WRITTEN EXERCISE A -
Identify every line in the records below that contains the word "trousers", and copy each such line.

Analyst · Deutsche Bank

Yes, I was referring more to just the level at the Palace in the future and how you think about that run rate going forward, but I think you guys answered.

Steve Wynn

Analyst · Deutsche Bank

Next?

Operator

Operator

And your next question comes from the line of Robin Farley of UBS.

Robin Farley

Analyst · Robin Farley of UBS

Great. I was wondering if you could talk about whether the results in Macau will impact the timing and/or budget for your Las Vegas development, the Wynn Park, just kind of how we should think about that relationship?

Steve Wynn

Analyst · Robin Farley of UBS

I don't know, Robin. From my point of view, they're completely separate conversations. Design development in Macau took place years ago, and although we tweaked the property as we go forward, it is fairly mundane compared to the conceptual exercise on the kind of thing we're talking about with Wynn Park.

Robin Farley

Analyst · Robin Farley of UBS

I guess I meant not so much from a design perspective as just that Macau's cash flow would be what is financing Wynn Park, and does that therefore change your budget if the cash flow is not coming in at maybe where you would have thought it was…

Steve Wynn

Analyst · Robin Farley of UBS

Oh, I see. I see what you mean. Well, since Macau is in its -- the Palace is in its infancy and just beginning to get rolling, I must – I've got to remind you that the lead time on design development on a thing like Wynn Park is substantial. I mean, we spend as much as a year or two getting to the point where we can budget and start to break ground, and I'm in that six months. There are parts of the Wynn Park development that are going to kick in very early. There is - if we go according to plan, and that has to do with the addition of meeting rooms and ballrooms on property that is part of Wynn and Encore now and not on the golf course, as we up our convention profile, our meeting space, convention, and ballroom profile substantially. And then there is the lagoon, the new rooms that are going to be available on both the north and south side of Wynn Park, and the other features that go around the lake. And then the issue is adjacent properties that will be available for smaller operators on Paradise Road and the potential for exhibit space. So, balancing all of these things, I don't have a scheduling problem as much as I have a planning problem, but each of these things on our early investigation have overwhelming self-justification financially. So we don't really worry about financing them, if that's the direction of your question.

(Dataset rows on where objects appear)
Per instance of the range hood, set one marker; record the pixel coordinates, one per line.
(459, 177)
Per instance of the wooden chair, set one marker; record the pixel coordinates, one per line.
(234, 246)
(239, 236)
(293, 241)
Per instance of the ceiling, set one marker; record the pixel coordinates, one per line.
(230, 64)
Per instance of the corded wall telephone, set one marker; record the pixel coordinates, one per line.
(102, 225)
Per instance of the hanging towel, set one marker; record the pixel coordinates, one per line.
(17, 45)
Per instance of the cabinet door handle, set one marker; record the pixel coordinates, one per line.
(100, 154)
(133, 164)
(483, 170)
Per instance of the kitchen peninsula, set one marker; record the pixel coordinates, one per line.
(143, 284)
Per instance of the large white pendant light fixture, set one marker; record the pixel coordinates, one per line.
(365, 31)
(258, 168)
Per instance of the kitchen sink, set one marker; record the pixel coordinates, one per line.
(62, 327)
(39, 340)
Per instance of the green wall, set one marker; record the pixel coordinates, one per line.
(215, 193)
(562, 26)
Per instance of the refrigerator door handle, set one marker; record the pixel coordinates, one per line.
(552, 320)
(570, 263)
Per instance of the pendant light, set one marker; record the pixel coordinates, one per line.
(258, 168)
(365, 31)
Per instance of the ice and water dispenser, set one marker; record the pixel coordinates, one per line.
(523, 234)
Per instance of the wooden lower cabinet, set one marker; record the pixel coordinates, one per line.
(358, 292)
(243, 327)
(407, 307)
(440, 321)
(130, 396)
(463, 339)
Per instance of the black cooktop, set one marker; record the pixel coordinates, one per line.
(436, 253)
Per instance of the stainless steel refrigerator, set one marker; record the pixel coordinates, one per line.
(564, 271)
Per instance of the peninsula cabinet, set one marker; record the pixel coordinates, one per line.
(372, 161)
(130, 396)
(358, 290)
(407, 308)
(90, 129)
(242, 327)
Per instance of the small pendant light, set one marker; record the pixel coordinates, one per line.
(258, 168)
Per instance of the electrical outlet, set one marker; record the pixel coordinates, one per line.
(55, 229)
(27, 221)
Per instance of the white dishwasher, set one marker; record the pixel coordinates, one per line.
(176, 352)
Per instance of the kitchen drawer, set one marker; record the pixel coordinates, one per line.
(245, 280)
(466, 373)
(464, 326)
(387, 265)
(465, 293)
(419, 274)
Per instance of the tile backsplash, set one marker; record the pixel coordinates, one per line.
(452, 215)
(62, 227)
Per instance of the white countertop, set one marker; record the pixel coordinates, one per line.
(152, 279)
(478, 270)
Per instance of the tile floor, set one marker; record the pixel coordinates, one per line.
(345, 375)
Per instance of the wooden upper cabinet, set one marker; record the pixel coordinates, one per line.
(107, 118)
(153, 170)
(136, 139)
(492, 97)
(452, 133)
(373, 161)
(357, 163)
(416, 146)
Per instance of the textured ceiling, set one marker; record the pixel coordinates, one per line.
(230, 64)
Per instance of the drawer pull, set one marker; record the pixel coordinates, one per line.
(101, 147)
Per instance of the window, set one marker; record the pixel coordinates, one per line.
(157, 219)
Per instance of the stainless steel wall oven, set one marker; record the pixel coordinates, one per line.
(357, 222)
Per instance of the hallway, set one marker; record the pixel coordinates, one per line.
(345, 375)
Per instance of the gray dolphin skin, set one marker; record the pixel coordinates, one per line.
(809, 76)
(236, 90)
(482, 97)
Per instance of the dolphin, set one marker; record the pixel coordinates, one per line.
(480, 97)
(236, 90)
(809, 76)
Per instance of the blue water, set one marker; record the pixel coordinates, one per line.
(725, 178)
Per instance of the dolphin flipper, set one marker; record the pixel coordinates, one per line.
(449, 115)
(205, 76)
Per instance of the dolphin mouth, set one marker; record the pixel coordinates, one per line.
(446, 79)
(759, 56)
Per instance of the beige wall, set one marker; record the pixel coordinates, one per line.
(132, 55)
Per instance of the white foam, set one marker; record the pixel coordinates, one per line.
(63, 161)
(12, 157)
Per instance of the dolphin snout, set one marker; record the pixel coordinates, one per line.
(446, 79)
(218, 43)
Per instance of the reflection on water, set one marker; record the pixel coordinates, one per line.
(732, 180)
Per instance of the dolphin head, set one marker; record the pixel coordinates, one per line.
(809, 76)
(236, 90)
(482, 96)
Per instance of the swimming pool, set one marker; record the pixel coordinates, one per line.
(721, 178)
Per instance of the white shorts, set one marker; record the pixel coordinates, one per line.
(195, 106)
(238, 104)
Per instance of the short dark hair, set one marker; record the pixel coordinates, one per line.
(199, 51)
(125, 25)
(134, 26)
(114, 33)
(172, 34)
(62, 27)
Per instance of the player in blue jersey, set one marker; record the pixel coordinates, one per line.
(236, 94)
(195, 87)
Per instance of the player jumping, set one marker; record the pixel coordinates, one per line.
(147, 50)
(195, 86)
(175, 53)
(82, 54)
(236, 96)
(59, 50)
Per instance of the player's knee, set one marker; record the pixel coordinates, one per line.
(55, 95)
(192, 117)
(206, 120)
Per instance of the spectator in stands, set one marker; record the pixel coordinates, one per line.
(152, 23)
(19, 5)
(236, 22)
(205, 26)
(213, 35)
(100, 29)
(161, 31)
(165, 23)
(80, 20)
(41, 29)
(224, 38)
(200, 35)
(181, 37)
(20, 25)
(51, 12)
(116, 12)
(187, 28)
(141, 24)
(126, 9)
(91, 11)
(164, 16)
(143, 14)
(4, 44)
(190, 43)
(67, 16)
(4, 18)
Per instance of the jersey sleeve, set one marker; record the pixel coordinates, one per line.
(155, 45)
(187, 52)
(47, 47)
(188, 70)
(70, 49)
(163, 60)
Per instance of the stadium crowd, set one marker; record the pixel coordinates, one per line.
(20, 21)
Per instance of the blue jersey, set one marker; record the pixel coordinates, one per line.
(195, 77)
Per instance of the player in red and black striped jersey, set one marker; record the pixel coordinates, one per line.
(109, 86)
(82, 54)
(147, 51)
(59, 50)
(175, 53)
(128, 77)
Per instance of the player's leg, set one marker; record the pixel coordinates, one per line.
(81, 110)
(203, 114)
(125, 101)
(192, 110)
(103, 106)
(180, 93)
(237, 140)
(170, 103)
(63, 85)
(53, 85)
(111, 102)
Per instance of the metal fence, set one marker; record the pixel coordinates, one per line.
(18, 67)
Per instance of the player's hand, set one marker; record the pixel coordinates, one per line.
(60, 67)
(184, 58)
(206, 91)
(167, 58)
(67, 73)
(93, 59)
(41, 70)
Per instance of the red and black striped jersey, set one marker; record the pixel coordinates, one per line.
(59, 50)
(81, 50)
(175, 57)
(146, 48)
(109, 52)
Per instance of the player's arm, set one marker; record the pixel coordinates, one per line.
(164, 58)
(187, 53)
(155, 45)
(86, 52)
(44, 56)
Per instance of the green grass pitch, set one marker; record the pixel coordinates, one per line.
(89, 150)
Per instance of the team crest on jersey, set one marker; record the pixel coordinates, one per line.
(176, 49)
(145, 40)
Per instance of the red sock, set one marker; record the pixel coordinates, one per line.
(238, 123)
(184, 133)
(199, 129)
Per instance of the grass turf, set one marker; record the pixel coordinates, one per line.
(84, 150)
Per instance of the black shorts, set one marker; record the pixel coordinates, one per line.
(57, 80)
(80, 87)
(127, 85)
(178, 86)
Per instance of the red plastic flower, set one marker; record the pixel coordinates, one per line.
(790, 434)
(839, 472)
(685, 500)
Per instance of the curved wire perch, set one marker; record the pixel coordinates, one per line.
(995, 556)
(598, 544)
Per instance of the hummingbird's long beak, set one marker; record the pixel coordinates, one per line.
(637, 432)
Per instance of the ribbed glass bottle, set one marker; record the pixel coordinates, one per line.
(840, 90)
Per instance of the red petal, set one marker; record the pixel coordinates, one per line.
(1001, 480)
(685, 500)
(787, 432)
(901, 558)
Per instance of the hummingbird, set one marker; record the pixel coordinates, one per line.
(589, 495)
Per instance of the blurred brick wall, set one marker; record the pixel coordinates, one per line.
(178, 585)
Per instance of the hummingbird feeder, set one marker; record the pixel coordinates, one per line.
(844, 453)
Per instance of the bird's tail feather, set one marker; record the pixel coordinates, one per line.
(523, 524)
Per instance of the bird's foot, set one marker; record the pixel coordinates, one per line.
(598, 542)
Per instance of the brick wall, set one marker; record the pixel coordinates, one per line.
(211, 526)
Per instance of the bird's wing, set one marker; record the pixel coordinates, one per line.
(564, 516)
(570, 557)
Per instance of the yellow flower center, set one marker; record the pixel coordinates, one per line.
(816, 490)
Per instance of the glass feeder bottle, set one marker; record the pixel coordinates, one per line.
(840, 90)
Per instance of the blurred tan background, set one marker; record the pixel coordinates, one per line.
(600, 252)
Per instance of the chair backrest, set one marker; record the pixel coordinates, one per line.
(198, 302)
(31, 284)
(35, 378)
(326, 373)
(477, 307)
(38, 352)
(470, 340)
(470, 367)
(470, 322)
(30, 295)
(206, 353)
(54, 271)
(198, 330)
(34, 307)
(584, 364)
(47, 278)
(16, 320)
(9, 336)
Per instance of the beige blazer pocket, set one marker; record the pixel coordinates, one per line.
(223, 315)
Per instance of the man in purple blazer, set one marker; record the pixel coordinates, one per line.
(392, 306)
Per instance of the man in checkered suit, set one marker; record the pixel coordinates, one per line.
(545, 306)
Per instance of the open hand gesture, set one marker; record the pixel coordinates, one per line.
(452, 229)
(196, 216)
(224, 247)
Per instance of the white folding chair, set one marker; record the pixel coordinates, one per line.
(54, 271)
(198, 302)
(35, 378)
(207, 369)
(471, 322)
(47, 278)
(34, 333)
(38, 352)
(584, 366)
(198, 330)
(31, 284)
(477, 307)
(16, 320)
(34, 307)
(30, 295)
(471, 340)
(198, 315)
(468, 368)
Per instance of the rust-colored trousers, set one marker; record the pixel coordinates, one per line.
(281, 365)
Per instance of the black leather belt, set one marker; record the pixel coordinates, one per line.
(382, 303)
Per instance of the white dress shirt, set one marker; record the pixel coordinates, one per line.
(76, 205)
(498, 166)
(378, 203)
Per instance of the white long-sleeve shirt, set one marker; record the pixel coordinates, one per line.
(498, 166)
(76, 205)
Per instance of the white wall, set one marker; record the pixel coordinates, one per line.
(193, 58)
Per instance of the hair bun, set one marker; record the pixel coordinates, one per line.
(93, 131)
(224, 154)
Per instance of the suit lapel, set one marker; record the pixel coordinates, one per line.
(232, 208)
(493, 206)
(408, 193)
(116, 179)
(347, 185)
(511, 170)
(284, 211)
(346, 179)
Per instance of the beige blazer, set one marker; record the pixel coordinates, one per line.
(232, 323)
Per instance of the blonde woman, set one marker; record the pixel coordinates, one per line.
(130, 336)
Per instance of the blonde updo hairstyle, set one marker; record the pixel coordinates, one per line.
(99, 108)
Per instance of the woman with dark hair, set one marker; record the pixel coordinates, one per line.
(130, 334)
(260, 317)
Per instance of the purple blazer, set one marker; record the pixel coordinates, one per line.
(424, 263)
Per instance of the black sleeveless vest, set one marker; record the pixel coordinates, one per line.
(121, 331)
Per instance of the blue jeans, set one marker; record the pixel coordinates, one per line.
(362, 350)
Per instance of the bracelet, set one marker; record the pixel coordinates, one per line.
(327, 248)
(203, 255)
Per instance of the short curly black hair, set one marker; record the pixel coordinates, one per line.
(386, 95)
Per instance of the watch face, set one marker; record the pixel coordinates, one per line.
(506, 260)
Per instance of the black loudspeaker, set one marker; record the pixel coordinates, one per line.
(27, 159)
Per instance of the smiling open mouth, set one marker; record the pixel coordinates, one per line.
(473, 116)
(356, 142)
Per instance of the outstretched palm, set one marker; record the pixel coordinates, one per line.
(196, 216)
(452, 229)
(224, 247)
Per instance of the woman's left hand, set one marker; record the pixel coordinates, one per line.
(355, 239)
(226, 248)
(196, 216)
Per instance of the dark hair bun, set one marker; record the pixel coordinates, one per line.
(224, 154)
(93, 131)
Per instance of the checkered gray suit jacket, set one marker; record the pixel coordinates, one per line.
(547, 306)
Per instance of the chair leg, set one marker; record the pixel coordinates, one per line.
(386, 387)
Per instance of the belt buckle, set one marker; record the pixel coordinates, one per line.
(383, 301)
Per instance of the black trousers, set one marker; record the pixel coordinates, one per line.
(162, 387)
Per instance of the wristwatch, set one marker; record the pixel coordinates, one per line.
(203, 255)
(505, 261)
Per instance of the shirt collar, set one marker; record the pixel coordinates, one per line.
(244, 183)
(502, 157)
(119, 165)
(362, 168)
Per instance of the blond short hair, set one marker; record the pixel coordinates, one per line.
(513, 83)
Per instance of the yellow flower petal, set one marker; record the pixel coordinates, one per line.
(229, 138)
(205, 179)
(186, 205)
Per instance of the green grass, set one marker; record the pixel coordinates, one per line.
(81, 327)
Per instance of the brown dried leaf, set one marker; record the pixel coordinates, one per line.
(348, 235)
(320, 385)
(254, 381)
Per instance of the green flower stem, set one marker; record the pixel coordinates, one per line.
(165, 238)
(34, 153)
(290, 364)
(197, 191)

WRITTEN EXERCISE B -
According to the call transcript, how long can design development take on a project like Wynn Park before budgeting and breaking ground can begin?

WRITTEN REPLY A -
Per instance of the rust-colored trousers, set one marker; record the pixel coordinates, one per line.
Per instance of the black trousers, set one marker; record the pixel coordinates, one per line.

WRITTEN REPLY B -
As much as a year or two.